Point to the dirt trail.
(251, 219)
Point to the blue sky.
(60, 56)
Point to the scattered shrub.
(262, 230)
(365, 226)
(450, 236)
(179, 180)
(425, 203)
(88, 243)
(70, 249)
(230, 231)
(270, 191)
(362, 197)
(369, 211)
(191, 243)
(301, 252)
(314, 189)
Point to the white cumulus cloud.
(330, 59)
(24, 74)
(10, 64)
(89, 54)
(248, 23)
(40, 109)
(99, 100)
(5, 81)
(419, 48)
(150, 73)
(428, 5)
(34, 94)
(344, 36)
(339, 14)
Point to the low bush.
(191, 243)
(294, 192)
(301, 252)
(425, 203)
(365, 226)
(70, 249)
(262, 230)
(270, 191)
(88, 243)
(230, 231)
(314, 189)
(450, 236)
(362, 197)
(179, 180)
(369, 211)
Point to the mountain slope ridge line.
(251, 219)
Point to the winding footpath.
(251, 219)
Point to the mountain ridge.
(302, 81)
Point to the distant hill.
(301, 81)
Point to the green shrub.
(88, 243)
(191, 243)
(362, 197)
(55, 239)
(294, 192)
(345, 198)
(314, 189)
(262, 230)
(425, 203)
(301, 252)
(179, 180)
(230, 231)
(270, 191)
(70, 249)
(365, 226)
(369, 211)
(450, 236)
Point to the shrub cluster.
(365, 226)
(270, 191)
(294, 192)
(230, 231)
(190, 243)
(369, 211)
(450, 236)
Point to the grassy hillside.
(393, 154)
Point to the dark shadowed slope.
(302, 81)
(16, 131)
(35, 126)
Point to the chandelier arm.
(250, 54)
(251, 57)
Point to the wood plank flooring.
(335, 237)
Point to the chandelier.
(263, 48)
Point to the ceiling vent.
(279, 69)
·····
» **Exercise aim**:
Repeat exactly, and only, the lines from the one containing "Point to the winding footpath." through the last line above.

» **Reply to the exercise**:
Point to the winding footpath.
(251, 219)
Point to the mountain ridge.
(302, 81)
Point to the distant hill.
(301, 81)
Point to the green shrub.
(88, 243)
(191, 243)
(362, 197)
(55, 239)
(294, 192)
(345, 198)
(314, 189)
(262, 230)
(425, 203)
(301, 252)
(179, 180)
(230, 231)
(270, 191)
(70, 249)
(365, 226)
(369, 211)
(450, 236)
Point to the shrub cluster.
(365, 226)
(270, 191)
(294, 192)
(230, 231)
(190, 243)
(369, 211)
(450, 236)
Point to the grassy hillside.
(393, 154)
Point to the dark shadowed slope.
(302, 81)
(16, 131)
(35, 126)
Point to the chandelier arm.
(250, 54)
(251, 57)
Point to the wood plank flooring.
(335, 237)
Point to the chandelier.
(263, 48)
Point to the ceiling vent.
(279, 69)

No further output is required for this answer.